**REQUIRED TASK**
Extract the material from its beginning down through the line containing "x=401 y=680", both ends included, and repeat those lines unchanged.

(Records from a point labeling set)

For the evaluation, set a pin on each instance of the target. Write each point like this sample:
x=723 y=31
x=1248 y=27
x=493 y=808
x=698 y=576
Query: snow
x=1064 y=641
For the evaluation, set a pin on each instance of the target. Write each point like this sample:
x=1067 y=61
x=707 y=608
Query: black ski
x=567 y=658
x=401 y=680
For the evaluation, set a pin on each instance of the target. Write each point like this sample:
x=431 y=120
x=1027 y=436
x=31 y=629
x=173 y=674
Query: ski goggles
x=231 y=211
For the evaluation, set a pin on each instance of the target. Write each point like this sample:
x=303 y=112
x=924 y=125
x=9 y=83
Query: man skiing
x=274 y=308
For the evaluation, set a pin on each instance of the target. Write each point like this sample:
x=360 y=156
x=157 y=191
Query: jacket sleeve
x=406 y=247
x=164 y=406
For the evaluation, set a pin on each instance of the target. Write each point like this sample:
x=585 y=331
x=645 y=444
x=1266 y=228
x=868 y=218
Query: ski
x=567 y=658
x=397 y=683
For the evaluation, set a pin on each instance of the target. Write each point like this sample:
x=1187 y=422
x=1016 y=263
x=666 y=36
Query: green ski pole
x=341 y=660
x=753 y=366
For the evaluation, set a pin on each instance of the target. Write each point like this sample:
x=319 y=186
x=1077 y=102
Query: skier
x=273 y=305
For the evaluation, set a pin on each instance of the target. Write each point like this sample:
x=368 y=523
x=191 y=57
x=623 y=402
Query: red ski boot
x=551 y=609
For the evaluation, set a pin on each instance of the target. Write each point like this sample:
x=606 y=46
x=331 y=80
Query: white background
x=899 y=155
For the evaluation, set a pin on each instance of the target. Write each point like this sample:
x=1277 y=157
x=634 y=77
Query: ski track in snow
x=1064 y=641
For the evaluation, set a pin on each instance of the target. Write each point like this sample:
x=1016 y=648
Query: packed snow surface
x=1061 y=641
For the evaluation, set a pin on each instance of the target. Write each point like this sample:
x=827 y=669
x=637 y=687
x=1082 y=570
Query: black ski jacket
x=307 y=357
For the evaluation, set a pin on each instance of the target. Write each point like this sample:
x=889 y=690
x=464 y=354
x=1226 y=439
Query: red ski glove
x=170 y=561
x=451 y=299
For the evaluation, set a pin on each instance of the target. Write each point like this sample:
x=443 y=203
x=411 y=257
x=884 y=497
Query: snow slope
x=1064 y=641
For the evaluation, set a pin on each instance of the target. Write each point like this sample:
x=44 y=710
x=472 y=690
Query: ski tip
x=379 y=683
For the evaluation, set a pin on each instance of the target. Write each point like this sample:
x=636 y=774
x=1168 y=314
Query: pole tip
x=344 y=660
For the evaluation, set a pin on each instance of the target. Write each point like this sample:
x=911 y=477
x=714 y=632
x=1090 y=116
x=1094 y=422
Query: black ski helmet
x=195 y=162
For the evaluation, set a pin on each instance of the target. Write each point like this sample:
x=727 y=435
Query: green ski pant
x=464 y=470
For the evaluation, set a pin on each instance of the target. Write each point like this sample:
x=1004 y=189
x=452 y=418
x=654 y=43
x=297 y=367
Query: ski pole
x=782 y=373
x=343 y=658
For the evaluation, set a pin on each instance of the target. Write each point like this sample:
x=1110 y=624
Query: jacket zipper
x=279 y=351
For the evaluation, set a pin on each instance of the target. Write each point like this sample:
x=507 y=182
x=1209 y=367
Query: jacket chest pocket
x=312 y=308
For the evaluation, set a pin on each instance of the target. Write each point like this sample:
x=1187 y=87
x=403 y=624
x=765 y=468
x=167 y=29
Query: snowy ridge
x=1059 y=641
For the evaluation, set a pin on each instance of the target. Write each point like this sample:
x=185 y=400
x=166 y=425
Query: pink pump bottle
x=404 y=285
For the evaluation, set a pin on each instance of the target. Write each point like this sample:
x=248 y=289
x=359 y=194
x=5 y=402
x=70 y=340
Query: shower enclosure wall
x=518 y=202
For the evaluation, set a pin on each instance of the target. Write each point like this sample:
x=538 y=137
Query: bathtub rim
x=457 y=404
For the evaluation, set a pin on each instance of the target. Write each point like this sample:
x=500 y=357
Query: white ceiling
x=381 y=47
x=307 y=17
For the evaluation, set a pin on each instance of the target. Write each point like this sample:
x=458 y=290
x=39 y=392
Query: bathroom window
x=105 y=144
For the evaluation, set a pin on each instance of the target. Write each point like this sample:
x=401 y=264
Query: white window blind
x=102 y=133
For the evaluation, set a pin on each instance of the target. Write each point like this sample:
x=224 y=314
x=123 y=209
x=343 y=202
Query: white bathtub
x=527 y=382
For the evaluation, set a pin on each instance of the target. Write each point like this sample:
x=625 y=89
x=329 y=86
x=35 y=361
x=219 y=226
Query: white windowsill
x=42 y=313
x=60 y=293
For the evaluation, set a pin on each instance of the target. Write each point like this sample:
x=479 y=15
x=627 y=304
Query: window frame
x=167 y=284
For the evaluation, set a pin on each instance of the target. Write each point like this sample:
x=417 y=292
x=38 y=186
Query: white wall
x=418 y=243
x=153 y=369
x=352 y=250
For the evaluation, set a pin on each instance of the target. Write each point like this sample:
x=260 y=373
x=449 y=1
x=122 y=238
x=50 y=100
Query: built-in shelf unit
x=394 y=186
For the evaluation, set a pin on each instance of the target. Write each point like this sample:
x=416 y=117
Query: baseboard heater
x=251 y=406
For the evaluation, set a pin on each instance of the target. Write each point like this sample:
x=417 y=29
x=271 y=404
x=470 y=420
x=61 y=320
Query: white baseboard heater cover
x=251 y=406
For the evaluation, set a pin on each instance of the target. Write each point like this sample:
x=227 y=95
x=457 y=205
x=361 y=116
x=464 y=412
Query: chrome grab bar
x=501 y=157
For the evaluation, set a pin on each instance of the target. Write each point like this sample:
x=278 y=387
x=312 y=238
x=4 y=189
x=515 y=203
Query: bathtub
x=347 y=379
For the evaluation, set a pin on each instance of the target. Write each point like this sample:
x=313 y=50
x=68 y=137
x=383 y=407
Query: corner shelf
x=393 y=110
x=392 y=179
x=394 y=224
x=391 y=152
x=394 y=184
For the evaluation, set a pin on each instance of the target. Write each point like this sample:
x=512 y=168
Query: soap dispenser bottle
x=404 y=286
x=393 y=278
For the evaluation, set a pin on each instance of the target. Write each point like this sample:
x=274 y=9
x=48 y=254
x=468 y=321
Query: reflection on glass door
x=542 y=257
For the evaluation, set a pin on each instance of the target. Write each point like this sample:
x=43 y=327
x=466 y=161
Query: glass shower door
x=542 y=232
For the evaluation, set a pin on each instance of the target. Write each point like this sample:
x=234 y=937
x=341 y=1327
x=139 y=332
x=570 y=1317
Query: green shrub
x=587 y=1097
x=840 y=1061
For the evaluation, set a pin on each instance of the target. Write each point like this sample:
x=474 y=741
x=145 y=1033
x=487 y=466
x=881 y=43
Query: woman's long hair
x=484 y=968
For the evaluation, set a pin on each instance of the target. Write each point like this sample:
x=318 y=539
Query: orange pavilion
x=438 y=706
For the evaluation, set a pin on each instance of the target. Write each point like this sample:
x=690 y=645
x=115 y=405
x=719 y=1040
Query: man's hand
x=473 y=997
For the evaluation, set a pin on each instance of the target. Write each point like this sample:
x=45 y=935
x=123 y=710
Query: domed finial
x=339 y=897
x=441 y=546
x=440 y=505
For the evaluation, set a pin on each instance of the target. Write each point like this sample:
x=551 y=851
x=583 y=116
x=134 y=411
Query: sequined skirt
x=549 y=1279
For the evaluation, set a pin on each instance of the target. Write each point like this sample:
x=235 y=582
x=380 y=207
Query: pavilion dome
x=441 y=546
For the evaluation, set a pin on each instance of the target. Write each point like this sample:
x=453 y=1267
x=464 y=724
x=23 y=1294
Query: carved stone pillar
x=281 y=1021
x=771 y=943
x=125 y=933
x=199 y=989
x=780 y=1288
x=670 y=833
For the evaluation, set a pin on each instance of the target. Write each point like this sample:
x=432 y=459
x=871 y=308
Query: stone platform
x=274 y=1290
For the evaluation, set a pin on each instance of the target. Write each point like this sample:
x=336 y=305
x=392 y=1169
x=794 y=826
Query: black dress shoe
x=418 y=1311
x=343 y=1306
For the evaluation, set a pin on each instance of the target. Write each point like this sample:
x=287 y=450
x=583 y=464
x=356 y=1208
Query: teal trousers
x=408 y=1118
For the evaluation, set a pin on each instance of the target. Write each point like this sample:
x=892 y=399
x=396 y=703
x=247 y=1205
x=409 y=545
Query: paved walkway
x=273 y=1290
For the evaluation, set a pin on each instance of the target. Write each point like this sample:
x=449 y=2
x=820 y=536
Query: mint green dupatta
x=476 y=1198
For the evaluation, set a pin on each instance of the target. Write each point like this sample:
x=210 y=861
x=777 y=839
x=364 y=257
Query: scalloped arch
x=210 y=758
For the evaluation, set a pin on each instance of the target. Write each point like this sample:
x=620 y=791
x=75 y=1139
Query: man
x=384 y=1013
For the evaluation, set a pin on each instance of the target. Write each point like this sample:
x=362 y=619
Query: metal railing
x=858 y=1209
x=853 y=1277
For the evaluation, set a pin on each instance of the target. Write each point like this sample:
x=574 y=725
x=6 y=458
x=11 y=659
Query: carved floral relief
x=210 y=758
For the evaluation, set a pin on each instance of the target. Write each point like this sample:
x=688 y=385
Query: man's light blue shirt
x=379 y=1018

**EXPECTED ANSWER**
For the evaluation, set a pin on each instance of the target. Write each point like this sample:
x=723 y=31
x=1248 y=27
x=493 y=808
x=698 y=576
Query: snow
x=1064 y=641
For the evaluation, set a pin on each instance of the target. Write each point like this sample:
x=1067 y=61
x=707 y=608
Query: black ski
x=567 y=658
x=401 y=680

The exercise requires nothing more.